* Problems and tasks *
1. According to the Sensewheel text, how much has the project received from UCLB so far?
2. In the Sensewheel text, reproduce word for word the part that opens with the words containing "Manual wheelchair users" and closes with "Science at Stanmore.".
3. Resume the Sensewheel text from its final sentence and keep writing.

* Page text *
Mr Peter Smitham (IOMS), Dr Steve Taylor (IOMS) and Dr Catherine Holloway (CEGE) have been awarded the Health and Social Innovators Award for the 'Sensewheel Project'.  The project has received £40k from UCLB so far and was developed at the John Scales Centre for Biomedical Engineering at the Institute of Orthopaedics and Musculoskeletal Science. The full announcement can be seen here.

Sensewheel

Manual wheelchair users rely on their upper extremity to self-propel their wheelchair, which have to stop and start repeatedly, across various terrains, in longitudinal, cross slope, and uneven surfaces. Many users suffer shoulder pain and injury in the long term because of unconscious overuse. Training in pushing style has the potential to alleviate pain, with resulting NHS savings.

Sensewheel  is a lightweight wheel for wheelchair users with embedded load cells and accelerometers to measure how the wheelchair is being utilised, thereby gathering data to refine the individual’s rehabilitation programme using movement metrics. It has been designed by the BIG@PAMELA team based within the UCL’s Department of Civil, Environmental & Geomatic Engineering, and developed at the John Scales centre for Biomedical Engineering at the Institute of Orthopaedics and Musculoskeletal Science at Stanmore.

* Extracted records *
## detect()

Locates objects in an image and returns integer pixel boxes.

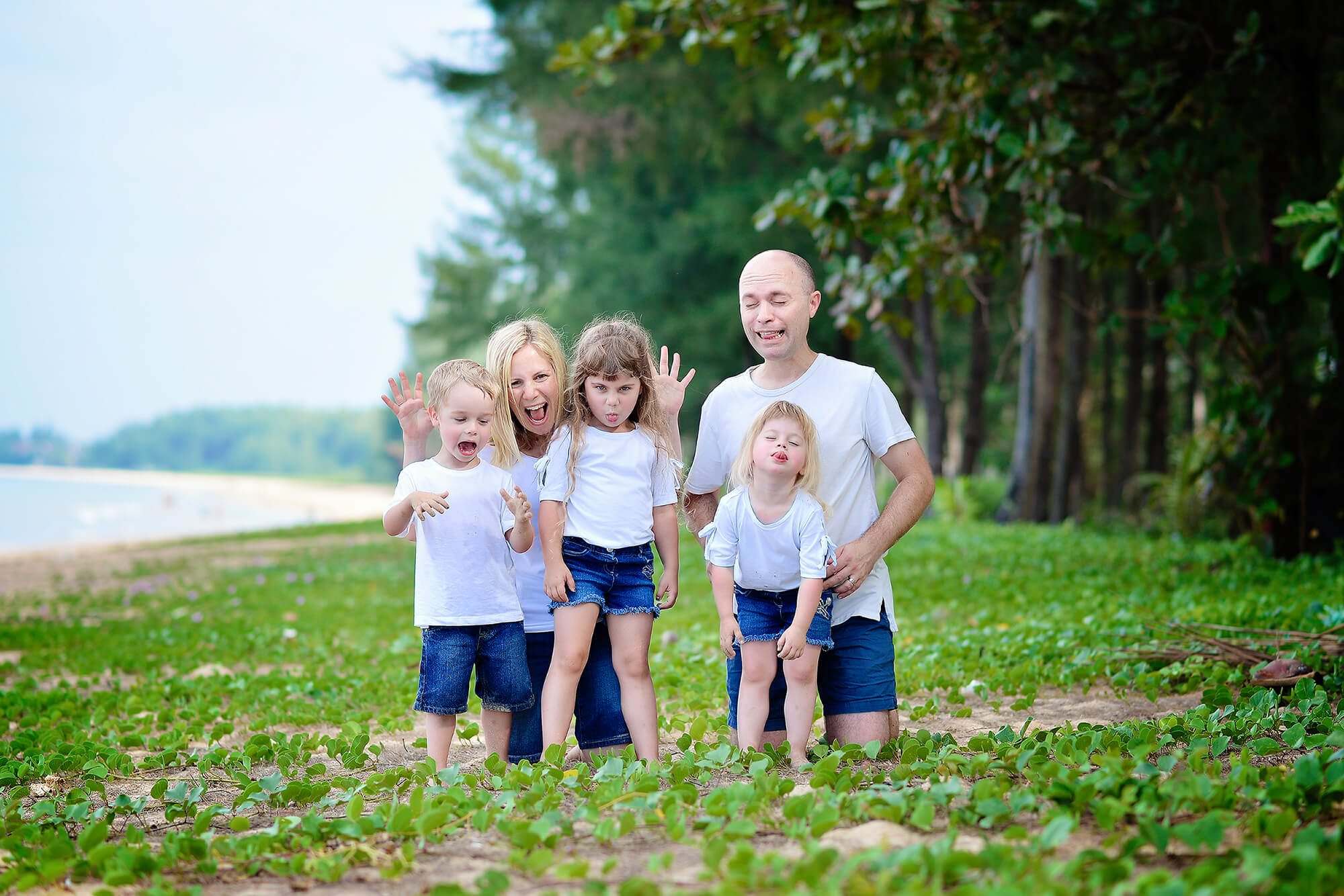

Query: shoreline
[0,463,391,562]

--

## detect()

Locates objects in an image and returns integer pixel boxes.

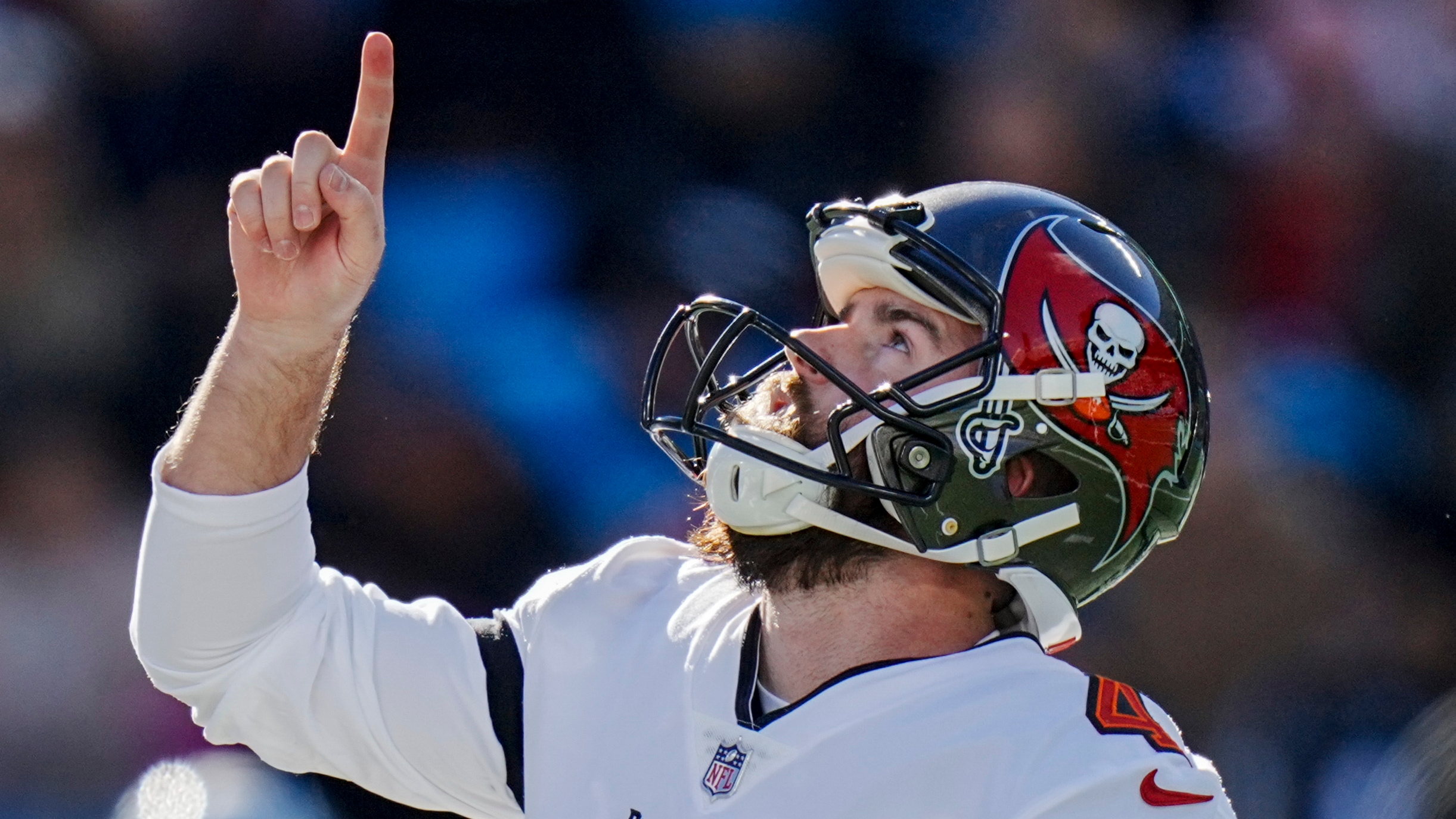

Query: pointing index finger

* Numbered answers *
1. £40k

2.
Manual wheelchair users rely on their upper extremity to self-propel their wheelchair, which have to stop and start repeatedly, across various terrains, in longitudinal, cross slope, and uneven surfaces. Many users suffer shoulder pain and injury in the long term because of unconscious overuse. Training in pushing style has the potential to alleviate pain, with resulting NHS savings.

Sensewheel  is a lightweight wheel for wheelchair users with embedded load cells and accelerometers to measure how the wheelchair is being utilised, thereby gathering data to refine the individual’s rehabilitation programme using movement metrics. It has been designed by the BIG@PAMELA team based within the UCL’s Department of Civil, Environmental & Geomatic Engineering, and developed at the John Scales centre for Biomedical Engineering at the Institute of Orthopaedics and Musculoskeletal Science at Stanmore.

3.
The instrumentation is very lightweight, low cost, potentially showerproof, and enables immediate feedback to the user about the style of propulsion, enabling quick corrections to be assessed. Forces acting between the pushrim and the drivewheel are sensed by several strain gauged load cells. Data are digitised and transmitted to a separate data logger for processing and data display. The aim is for the user to have immediate feedback on their pushing efficiency displayed on their SmartPhone.

Accessibility information for wheelchair users should, in the main, be delivered by wheelchair users who will have a much greater understanding of their needs than any non-wheelchair user may have. In addition this information needs to be current and so constantly updated. Inherent in this approach is the belief that such a data set would be useful to town planners and also medical practitioners working in the areas of rehabilitation and wheelchair provision. In this regard it is an innovation leap in terms of the usual approaches to accessibility.